▸ **TEXTE EXTRAIT**

%%

Nous sommes accostés plusieurs fois durant notre promenade par des Tsiganes, hommes, femmes ou enfants, qui nous demandent L’aumône. Leur voix a un accent étrange ; on dirait du bourdonnement des cordes d’un violoncelle. Ils sont déguenillés au delà de toute description ; pourtant leurs guenilles, empruntées aux costumes hongrois, valaque, allemand, trahissent un goût très-prononcé pour parure, chez les femmes, s’entend ; car de parure, voire de vêtement, les hommes ne s’en soucient guère.

Seule une jeune fille de douze ans, offre un type de physionomie remarquable ; véritable Indoue à la peau d’ambre, elle est charmante avec ses yeux noirs et veloutés, un peu bridés, relevés vers les tempes, et sa chevelure épaisse et crépue, dont les tresses sont entremêlées de chapelets et de monnaies d’argent. J’eus le malheur de me laisser toucher par ses supplications, et aussitôt, comme par enchantement, de toutes les ruelles, de toutes les encoignures surgit une nuée d’autres mendiants qui nous assourdirent de leurs clameurs. L’Anglais contempla quelque temps sans sourciller cette scène de Callot, puis se tournant brusquement vers moi, comme si elle l’avait mis en appétit : « Allons souper, » me dit-il.

%%

▸ **ÉNONCÉ 1**
Dans l'extrait sur les Tsiganes, énumérez tous les costumes auxquels sont empruntées leurs guenilles.
▸ **ÉNONCÉ 2**
Relevez dans les enregistrements chaque ligne qui contient la chaîne "blue", en tenant compte de la casse.

▸ **DONNÉES FOURNIES**

%%

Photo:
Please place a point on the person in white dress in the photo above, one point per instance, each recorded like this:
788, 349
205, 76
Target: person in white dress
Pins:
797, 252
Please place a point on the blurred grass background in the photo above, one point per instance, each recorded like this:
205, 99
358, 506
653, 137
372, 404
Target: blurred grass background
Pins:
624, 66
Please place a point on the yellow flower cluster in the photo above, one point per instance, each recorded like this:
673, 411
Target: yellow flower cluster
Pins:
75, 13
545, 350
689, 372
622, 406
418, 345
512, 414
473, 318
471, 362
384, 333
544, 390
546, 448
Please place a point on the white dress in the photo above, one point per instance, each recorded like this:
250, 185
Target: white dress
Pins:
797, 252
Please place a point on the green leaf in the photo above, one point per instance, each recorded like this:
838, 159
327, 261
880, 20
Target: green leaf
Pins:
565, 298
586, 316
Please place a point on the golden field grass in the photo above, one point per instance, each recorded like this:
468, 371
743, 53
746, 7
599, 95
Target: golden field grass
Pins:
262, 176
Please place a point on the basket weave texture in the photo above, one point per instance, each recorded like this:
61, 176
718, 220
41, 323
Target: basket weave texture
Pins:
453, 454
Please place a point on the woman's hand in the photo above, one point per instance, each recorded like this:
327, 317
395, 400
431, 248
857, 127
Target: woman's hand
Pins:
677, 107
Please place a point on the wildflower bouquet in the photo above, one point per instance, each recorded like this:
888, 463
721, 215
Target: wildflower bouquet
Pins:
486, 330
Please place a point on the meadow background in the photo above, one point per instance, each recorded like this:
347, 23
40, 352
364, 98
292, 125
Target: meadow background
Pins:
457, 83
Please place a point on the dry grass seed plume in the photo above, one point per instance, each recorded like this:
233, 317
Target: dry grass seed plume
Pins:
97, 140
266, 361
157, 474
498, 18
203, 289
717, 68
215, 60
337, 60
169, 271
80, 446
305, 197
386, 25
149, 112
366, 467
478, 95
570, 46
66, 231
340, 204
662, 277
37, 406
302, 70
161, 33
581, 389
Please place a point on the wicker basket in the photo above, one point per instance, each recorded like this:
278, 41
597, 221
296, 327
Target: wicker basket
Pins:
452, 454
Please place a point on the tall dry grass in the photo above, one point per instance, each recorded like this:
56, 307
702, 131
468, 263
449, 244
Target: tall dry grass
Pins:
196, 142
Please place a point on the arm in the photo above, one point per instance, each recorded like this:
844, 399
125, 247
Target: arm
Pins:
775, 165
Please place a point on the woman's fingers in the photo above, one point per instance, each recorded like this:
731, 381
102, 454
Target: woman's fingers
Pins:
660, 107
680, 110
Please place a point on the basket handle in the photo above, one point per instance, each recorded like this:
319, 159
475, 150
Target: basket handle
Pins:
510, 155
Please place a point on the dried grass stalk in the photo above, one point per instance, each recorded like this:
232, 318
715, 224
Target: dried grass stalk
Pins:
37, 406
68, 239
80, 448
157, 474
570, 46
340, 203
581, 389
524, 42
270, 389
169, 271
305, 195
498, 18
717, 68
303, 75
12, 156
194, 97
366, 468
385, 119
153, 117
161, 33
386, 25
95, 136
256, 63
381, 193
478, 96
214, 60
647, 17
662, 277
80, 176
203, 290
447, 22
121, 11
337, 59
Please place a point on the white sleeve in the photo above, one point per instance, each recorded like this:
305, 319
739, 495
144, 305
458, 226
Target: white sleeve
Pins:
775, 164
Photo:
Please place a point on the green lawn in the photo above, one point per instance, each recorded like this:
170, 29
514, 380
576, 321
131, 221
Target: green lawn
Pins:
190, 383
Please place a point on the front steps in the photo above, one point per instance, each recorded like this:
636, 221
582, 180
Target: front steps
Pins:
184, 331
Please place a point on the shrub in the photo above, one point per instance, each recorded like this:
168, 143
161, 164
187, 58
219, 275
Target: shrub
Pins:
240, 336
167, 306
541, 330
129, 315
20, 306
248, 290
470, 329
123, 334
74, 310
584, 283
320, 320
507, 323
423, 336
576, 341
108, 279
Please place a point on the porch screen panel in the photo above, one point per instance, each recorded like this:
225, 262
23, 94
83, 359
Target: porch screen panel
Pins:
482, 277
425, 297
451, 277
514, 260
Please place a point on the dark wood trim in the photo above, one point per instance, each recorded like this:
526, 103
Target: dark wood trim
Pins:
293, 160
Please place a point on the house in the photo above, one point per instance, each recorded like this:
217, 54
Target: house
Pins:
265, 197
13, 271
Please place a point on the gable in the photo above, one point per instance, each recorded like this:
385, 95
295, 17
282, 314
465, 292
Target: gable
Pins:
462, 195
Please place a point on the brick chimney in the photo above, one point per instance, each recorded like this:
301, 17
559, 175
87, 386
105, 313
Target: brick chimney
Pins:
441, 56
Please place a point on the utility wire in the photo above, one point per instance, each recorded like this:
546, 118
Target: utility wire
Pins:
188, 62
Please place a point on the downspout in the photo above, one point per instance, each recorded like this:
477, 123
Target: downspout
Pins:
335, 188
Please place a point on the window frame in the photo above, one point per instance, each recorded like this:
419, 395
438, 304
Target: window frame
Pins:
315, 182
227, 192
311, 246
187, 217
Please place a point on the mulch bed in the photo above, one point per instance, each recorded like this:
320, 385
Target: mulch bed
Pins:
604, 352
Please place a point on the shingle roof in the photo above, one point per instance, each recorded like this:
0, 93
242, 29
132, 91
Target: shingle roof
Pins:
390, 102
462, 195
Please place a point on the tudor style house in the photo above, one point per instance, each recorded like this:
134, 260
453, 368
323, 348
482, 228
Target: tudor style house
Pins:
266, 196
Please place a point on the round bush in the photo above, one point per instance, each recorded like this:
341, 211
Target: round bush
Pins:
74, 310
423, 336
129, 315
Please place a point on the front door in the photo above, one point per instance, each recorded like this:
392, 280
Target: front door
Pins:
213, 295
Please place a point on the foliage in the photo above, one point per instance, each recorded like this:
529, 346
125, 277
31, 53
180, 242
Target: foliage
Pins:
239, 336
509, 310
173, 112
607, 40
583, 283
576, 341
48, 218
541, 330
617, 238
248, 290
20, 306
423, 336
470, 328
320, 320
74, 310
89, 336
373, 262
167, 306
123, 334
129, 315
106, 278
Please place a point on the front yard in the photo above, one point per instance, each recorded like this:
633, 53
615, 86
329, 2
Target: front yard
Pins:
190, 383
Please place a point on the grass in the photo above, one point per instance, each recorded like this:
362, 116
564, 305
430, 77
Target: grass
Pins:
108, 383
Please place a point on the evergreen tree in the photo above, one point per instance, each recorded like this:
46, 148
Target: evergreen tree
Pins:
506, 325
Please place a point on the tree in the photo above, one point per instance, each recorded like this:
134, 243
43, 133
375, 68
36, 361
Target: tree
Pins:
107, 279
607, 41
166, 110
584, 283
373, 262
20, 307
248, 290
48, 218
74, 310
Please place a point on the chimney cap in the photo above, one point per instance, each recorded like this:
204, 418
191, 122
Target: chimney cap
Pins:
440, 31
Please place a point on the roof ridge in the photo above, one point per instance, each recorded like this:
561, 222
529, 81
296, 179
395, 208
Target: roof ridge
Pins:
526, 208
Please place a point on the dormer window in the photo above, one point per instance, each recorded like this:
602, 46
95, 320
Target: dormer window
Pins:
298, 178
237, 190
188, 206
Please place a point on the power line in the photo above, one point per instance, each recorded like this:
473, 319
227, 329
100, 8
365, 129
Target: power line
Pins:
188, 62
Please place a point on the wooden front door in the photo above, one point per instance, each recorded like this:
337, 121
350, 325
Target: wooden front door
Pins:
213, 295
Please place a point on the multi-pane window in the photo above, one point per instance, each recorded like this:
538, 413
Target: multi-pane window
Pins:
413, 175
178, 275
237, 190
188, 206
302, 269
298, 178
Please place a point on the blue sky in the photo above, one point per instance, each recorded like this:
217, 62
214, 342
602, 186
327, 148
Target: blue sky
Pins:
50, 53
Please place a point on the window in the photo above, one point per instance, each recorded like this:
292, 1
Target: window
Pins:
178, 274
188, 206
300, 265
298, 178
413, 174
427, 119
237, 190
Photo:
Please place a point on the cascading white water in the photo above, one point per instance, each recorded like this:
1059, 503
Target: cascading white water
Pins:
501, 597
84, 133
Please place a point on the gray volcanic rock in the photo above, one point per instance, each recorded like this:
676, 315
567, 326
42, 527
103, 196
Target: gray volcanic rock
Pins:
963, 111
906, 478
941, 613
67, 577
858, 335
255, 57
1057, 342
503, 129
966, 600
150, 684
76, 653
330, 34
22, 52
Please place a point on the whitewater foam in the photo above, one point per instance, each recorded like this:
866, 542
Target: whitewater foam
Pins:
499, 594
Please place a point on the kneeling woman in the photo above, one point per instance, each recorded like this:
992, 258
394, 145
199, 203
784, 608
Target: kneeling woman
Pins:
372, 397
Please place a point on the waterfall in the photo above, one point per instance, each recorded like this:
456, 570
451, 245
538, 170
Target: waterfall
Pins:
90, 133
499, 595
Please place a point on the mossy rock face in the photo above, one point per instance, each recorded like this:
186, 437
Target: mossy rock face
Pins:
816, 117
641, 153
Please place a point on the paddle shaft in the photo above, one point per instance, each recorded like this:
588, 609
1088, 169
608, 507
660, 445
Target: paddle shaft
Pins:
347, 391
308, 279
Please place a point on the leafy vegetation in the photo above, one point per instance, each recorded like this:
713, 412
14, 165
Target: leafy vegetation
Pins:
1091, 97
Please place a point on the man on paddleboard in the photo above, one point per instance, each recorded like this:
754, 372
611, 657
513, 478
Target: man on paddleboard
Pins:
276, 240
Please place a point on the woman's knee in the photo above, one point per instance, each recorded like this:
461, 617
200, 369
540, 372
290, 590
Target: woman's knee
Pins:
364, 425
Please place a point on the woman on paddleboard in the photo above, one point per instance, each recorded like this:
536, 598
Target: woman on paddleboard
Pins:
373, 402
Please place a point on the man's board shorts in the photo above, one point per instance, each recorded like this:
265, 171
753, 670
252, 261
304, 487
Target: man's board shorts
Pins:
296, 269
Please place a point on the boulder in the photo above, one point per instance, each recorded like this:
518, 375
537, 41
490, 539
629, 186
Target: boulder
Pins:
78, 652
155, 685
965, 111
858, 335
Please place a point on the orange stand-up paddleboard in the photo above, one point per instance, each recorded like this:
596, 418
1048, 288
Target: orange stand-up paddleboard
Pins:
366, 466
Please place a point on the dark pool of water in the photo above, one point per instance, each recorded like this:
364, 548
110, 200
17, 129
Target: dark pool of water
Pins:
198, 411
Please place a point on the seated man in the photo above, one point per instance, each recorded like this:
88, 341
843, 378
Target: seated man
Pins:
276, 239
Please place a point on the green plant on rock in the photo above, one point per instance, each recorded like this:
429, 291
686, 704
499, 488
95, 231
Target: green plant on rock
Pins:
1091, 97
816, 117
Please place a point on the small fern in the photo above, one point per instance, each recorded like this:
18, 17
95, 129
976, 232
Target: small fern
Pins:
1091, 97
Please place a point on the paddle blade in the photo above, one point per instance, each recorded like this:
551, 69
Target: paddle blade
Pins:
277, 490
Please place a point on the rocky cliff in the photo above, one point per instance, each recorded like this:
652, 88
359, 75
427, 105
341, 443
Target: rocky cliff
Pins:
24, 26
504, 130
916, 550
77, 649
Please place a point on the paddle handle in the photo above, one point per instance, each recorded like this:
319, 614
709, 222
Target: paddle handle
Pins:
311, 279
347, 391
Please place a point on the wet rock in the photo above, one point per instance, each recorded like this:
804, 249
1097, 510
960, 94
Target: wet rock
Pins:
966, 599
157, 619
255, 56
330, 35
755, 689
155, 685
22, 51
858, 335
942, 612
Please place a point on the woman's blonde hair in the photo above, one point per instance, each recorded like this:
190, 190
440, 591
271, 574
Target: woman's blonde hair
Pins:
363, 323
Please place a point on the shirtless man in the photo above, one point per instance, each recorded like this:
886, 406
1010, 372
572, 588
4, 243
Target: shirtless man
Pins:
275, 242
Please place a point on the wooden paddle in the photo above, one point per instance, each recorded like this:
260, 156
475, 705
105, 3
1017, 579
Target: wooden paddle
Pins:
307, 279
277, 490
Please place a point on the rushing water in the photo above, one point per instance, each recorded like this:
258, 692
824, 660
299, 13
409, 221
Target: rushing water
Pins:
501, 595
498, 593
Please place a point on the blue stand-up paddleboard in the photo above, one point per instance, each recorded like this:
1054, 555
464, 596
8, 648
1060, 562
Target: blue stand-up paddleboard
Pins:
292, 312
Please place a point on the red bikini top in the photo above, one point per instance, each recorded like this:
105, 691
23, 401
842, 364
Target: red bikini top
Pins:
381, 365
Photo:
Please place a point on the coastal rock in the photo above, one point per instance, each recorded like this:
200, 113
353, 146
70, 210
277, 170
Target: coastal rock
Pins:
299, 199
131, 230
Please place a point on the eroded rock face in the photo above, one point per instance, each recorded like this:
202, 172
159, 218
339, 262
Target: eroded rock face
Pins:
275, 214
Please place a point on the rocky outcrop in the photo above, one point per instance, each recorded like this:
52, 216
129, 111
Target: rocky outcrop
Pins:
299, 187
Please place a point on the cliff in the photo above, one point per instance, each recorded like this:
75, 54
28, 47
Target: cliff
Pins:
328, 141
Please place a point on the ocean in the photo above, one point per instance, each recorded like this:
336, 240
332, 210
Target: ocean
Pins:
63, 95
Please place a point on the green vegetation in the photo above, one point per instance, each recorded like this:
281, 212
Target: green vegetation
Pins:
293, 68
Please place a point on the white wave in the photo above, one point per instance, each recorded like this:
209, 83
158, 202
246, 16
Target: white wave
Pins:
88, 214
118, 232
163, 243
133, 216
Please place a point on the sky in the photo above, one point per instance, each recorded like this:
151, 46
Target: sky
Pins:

%%

▸ **CORRIGÉ 1**
hongrois, valaque, allemand

▸ **CORRIGÉ 2**
Please place a point on the blue sky in the photo above, one point per instance, each recorded like this:
Target: blue sky
Please place a point on the blue stand-up paddleboard in the photo above, one point per instance, each recorded like this:
Target: blue stand-up paddleboard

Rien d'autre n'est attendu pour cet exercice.